* **WHAT TO WORK ON**
Please return every line of the rows below that contains the string "clicks", copying each one unchanged.

* **DATA FOR THIS TASK**
= = = = =

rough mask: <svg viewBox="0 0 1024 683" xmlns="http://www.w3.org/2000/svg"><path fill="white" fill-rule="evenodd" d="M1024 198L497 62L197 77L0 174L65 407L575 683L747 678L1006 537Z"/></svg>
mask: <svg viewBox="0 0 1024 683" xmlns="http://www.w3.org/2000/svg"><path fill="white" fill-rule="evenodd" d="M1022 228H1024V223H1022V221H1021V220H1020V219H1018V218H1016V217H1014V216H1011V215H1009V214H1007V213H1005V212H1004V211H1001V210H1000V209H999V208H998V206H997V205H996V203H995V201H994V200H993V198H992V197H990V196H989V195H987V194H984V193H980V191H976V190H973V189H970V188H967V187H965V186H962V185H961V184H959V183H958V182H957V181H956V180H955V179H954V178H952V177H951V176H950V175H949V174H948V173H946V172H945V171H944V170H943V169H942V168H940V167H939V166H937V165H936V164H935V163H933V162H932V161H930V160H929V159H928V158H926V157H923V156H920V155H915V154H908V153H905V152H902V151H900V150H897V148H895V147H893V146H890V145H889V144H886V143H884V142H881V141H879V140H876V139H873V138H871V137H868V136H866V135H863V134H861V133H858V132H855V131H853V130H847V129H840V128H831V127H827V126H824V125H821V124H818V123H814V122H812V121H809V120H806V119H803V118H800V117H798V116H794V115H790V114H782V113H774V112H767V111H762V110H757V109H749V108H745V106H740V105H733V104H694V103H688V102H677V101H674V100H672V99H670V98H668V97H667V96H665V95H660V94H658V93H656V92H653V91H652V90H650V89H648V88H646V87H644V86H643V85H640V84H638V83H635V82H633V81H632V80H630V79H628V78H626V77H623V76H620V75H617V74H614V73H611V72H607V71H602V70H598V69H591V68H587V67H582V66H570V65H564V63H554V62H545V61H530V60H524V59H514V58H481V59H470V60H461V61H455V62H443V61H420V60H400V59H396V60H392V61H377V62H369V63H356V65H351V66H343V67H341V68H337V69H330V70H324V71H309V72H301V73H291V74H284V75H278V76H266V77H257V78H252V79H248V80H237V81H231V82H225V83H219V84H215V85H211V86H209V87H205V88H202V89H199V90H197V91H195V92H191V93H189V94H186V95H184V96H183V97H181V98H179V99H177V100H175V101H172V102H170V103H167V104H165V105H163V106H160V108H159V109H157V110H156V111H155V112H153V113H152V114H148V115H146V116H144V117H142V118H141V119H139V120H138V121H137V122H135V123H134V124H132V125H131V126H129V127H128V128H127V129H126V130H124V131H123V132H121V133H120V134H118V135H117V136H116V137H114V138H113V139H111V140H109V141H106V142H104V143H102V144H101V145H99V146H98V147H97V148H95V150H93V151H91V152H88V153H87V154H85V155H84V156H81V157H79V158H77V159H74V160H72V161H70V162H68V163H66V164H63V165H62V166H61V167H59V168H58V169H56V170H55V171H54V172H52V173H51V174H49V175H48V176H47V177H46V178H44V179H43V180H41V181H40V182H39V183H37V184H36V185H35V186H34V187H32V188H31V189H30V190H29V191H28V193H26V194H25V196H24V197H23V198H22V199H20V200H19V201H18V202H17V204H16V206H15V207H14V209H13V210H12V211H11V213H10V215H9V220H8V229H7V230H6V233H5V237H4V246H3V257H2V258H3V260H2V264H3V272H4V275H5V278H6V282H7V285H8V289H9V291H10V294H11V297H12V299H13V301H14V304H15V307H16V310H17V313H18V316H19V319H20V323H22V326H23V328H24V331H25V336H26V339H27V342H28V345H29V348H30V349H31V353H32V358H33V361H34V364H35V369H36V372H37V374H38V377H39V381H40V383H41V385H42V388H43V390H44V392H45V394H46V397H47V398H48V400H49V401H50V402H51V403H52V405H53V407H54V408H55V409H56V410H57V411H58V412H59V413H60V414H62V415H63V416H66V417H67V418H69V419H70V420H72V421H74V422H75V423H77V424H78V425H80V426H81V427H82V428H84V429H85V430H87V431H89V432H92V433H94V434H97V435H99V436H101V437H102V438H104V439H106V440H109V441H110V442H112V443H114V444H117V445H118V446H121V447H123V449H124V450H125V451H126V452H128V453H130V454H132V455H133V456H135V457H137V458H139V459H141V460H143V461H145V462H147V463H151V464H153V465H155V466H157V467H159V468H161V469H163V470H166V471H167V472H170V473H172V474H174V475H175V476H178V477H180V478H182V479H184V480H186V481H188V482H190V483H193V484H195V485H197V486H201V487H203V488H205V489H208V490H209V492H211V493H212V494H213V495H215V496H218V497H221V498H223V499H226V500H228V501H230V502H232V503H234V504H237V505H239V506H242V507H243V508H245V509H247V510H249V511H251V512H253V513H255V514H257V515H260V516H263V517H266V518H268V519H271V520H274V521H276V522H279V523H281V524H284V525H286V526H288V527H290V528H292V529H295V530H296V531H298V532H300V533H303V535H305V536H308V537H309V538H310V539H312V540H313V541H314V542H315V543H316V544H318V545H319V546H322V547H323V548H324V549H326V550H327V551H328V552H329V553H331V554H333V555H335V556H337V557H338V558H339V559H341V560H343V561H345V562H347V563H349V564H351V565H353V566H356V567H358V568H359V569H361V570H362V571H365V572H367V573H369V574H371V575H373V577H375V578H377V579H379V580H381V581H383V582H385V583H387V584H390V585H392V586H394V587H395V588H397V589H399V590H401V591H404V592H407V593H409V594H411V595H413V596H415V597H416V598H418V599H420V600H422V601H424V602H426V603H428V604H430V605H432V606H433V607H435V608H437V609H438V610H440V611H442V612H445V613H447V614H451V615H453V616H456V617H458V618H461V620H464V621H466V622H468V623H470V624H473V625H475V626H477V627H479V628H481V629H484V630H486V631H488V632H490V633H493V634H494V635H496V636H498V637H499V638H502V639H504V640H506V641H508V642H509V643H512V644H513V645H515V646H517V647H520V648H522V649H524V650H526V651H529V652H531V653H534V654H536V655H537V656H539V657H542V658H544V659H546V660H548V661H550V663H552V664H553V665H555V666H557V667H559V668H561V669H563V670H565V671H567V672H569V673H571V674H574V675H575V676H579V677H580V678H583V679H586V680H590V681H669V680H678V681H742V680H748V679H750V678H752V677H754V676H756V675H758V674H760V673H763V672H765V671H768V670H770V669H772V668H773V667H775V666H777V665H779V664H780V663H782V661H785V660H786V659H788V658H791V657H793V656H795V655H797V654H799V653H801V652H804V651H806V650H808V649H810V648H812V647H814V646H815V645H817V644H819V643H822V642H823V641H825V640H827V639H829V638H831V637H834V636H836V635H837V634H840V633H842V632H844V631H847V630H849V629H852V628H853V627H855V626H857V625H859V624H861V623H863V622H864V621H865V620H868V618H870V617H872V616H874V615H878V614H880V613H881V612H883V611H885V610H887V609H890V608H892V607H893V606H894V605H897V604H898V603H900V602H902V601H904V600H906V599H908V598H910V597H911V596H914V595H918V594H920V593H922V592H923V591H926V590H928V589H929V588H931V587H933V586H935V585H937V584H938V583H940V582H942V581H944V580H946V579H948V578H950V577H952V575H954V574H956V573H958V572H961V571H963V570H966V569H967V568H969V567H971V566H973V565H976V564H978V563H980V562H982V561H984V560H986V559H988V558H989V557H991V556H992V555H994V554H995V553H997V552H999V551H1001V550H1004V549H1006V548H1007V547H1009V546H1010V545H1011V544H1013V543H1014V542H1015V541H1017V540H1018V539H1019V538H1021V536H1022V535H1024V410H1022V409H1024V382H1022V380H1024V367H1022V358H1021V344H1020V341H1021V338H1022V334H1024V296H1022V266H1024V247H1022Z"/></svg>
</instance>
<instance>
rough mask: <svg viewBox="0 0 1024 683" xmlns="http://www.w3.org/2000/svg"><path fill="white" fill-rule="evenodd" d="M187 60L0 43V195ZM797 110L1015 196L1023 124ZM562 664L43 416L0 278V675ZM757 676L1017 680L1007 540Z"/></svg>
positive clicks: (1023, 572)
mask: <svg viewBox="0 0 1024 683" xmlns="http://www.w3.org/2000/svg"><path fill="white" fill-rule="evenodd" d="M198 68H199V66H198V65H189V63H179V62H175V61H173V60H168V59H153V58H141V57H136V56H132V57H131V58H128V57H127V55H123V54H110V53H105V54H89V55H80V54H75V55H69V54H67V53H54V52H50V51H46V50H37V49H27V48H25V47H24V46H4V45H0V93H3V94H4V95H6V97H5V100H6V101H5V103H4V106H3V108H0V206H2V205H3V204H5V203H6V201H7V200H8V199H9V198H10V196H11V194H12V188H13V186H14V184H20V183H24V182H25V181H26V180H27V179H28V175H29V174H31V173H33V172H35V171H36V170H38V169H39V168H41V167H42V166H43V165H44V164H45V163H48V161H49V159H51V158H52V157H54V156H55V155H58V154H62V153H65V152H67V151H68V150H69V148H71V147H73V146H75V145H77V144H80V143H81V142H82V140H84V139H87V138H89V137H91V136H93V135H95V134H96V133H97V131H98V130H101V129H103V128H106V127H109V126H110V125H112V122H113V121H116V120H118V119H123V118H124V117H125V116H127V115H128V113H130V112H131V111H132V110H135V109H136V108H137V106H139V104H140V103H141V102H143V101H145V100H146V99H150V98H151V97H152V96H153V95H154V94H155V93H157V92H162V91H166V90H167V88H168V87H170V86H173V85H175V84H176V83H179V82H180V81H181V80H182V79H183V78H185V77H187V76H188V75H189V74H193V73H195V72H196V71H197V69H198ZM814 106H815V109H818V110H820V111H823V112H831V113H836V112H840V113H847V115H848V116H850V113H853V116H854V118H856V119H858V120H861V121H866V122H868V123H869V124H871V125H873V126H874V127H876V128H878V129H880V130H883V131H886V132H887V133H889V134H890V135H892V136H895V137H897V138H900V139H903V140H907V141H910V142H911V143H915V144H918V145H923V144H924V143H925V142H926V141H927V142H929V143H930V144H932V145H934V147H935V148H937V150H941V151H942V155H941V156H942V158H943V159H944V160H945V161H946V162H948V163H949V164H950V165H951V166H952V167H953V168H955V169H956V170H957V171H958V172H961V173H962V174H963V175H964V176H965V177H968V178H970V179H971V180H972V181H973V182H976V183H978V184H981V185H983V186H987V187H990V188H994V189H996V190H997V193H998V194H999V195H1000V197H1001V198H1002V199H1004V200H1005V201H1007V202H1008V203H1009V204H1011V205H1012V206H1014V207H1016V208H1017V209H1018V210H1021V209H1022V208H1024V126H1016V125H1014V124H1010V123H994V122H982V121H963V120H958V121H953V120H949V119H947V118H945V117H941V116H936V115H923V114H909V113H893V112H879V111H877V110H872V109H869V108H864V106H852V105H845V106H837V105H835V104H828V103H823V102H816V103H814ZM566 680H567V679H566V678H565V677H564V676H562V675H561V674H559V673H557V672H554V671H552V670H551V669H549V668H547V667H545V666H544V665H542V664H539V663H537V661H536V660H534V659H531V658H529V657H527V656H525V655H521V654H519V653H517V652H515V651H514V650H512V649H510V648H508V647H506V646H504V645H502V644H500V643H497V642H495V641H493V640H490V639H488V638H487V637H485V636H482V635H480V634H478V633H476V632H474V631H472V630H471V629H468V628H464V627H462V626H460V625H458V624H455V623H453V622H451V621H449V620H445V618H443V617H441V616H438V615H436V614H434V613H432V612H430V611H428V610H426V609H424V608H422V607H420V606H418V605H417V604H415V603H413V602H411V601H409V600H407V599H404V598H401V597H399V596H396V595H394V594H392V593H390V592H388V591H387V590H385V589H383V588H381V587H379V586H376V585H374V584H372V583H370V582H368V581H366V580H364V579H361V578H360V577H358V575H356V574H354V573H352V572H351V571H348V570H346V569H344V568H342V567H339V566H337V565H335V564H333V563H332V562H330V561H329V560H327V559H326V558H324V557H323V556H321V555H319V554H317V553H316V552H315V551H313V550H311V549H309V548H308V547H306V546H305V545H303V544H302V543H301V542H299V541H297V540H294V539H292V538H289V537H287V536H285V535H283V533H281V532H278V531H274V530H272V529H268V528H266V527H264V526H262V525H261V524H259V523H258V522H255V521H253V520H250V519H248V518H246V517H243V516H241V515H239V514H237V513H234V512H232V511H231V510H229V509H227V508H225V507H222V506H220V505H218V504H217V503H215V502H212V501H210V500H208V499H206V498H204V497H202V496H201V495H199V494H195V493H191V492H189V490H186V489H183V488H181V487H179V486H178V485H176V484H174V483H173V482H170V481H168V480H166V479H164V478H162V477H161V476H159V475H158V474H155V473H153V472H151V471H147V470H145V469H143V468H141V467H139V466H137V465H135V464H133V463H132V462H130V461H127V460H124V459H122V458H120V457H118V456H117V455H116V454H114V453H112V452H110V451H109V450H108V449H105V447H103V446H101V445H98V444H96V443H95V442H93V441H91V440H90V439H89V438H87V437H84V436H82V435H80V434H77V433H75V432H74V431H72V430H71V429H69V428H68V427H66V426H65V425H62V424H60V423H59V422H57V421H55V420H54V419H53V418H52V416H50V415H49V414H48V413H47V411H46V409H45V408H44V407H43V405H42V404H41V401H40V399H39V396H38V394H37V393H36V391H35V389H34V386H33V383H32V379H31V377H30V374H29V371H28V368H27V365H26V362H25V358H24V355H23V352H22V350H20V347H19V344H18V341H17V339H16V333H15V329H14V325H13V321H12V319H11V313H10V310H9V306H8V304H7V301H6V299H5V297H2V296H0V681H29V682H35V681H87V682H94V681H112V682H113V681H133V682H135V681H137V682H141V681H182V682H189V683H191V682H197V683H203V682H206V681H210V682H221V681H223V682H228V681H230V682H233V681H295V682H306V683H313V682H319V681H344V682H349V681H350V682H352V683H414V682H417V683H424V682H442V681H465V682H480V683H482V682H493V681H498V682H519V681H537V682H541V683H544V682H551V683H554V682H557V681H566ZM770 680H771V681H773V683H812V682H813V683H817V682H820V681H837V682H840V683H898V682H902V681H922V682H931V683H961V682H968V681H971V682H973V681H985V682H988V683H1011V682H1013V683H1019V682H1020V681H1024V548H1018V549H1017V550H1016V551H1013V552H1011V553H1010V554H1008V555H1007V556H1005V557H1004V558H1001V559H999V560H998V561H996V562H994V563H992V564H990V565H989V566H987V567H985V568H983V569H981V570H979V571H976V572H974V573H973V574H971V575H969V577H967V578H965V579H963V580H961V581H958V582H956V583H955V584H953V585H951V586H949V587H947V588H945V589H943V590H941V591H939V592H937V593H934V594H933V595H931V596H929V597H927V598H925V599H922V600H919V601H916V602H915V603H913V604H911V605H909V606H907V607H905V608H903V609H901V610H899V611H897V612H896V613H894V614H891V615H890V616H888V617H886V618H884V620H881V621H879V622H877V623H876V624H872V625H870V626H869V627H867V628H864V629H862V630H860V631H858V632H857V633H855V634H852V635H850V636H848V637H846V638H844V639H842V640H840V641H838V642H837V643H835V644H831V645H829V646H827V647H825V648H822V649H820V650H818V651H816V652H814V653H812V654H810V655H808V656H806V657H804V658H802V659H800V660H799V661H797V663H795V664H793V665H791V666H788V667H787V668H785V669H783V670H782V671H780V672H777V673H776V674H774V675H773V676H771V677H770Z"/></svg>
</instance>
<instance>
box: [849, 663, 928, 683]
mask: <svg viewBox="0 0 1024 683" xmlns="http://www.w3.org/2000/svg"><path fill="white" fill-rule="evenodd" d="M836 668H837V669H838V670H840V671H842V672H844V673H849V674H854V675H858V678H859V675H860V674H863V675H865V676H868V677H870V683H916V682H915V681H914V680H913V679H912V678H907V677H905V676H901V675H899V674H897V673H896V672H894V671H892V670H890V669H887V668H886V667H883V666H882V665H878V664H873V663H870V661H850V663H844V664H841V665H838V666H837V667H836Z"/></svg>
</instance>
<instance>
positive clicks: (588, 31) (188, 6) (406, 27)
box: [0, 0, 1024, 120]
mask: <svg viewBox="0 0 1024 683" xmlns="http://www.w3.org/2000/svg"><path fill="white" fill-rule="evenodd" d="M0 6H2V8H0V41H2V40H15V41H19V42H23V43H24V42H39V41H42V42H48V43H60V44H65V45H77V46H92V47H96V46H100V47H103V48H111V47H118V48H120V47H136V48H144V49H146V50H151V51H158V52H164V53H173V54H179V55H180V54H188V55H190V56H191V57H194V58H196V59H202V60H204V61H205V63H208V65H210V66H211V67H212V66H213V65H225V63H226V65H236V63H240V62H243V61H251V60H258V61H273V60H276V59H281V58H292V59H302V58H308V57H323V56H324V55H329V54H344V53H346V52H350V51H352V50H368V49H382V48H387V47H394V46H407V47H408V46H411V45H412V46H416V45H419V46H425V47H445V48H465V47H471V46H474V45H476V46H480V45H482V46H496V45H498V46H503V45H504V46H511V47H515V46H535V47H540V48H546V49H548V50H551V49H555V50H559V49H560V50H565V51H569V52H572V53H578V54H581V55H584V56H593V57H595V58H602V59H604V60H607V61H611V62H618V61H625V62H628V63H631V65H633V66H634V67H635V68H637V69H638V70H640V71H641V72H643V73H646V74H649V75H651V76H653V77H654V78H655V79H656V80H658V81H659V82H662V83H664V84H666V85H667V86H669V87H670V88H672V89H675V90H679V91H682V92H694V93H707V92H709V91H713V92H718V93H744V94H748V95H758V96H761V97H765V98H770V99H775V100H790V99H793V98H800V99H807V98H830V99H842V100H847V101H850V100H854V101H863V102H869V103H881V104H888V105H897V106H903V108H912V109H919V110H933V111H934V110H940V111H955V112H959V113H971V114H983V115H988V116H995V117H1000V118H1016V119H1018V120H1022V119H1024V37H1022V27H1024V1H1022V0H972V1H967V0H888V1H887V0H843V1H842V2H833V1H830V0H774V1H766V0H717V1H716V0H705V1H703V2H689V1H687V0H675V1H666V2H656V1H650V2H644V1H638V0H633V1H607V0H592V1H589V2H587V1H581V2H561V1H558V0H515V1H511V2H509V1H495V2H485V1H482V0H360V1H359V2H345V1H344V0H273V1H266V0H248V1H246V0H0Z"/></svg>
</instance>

= = = = =

* **YOUR SOLUTION**
positive clicks: (1023, 572)
positive clicks: (588, 31) (188, 6) (406, 27)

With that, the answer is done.